## Requirement:
Find each line in the data below that contains the string "black" and copy it out. Match uppercase and lowercase letters exactly.

-------------------------

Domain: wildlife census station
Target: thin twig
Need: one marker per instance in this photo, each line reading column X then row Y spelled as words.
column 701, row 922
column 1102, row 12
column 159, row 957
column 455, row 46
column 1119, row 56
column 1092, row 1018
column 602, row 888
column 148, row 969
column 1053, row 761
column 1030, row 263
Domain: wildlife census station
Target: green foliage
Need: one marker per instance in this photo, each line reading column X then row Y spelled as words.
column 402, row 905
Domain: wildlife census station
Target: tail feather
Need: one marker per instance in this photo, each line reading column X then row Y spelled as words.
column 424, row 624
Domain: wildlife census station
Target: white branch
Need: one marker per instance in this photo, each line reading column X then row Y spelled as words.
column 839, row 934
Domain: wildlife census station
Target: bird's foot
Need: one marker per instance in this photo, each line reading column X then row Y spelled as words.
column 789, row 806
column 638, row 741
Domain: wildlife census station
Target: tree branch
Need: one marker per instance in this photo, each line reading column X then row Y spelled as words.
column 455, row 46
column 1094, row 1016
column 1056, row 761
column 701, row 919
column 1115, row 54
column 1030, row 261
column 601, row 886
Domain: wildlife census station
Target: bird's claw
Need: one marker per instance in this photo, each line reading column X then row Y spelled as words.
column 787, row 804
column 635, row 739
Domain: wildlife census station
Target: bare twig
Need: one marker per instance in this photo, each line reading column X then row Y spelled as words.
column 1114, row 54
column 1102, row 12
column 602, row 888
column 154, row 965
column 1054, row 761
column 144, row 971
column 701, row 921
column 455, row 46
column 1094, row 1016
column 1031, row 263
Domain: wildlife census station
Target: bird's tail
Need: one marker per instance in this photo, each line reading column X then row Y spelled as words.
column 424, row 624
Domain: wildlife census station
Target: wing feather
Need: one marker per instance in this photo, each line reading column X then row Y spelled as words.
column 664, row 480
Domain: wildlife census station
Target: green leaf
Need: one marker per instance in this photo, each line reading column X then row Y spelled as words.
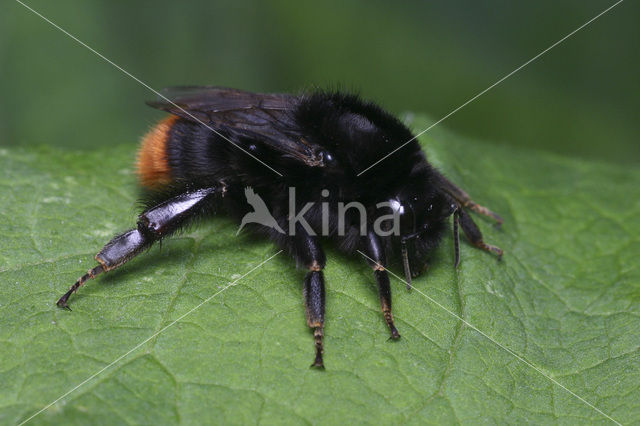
column 565, row 297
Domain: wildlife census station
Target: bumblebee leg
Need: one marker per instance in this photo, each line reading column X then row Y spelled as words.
column 153, row 224
column 309, row 253
column 473, row 233
column 464, row 199
column 374, row 251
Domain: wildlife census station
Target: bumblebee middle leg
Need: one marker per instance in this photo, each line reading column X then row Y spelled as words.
column 375, row 253
column 153, row 225
column 308, row 252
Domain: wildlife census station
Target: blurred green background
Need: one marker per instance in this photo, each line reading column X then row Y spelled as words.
column 580, row 99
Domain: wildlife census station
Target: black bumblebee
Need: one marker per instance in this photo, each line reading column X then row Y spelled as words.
column 221, row 145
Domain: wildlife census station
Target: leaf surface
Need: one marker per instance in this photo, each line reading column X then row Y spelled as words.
column 565, row 297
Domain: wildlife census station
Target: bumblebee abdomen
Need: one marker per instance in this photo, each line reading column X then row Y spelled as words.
column 153, row 165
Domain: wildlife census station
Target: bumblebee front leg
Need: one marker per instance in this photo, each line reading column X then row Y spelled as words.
column 463, row 199
column 153, row 225
column 373, row 249
column 309, row 253
column 473, row 234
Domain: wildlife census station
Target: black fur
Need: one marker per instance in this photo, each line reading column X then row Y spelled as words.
column 319, row 142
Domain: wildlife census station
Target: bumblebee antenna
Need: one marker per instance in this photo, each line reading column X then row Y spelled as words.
column 405, row 262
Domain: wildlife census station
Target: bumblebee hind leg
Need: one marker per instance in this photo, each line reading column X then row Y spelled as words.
column 153, row 224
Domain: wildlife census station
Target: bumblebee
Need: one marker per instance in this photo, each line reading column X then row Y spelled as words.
column 223, row 150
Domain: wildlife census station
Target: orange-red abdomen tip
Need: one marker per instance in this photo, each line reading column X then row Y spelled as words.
column 153, row 158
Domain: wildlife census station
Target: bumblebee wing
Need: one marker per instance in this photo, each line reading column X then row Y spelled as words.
column 262, row 117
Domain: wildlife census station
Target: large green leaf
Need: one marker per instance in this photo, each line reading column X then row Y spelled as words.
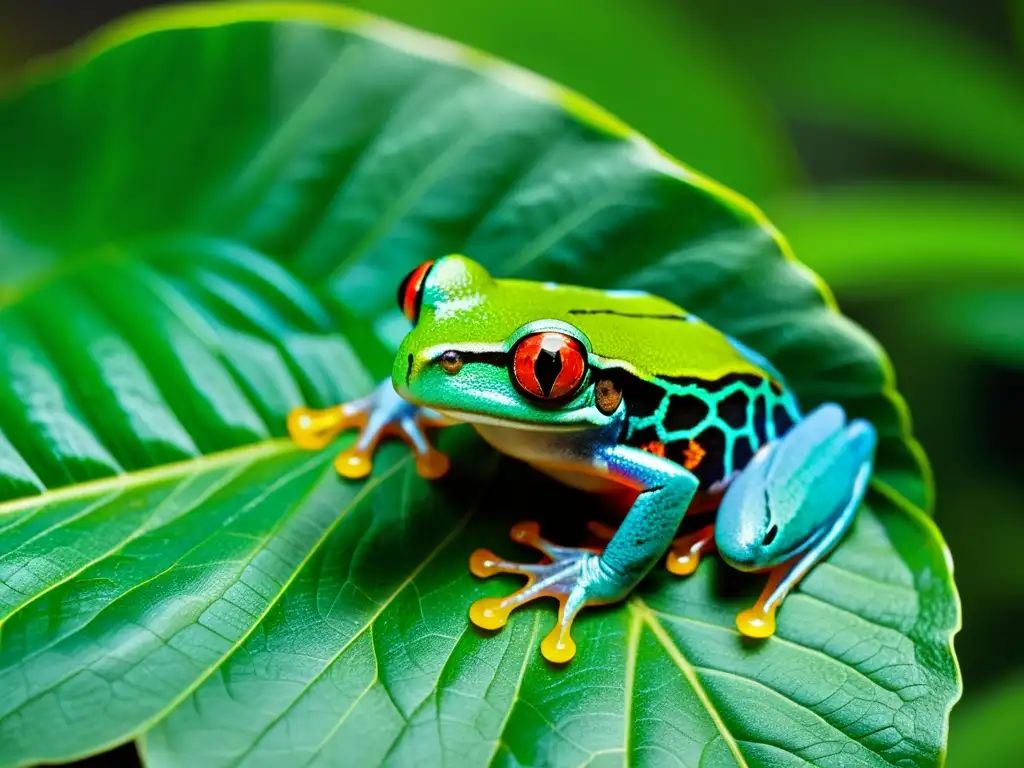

-------------------------

## Written answer:
Target: black bumblebee
Target: black fur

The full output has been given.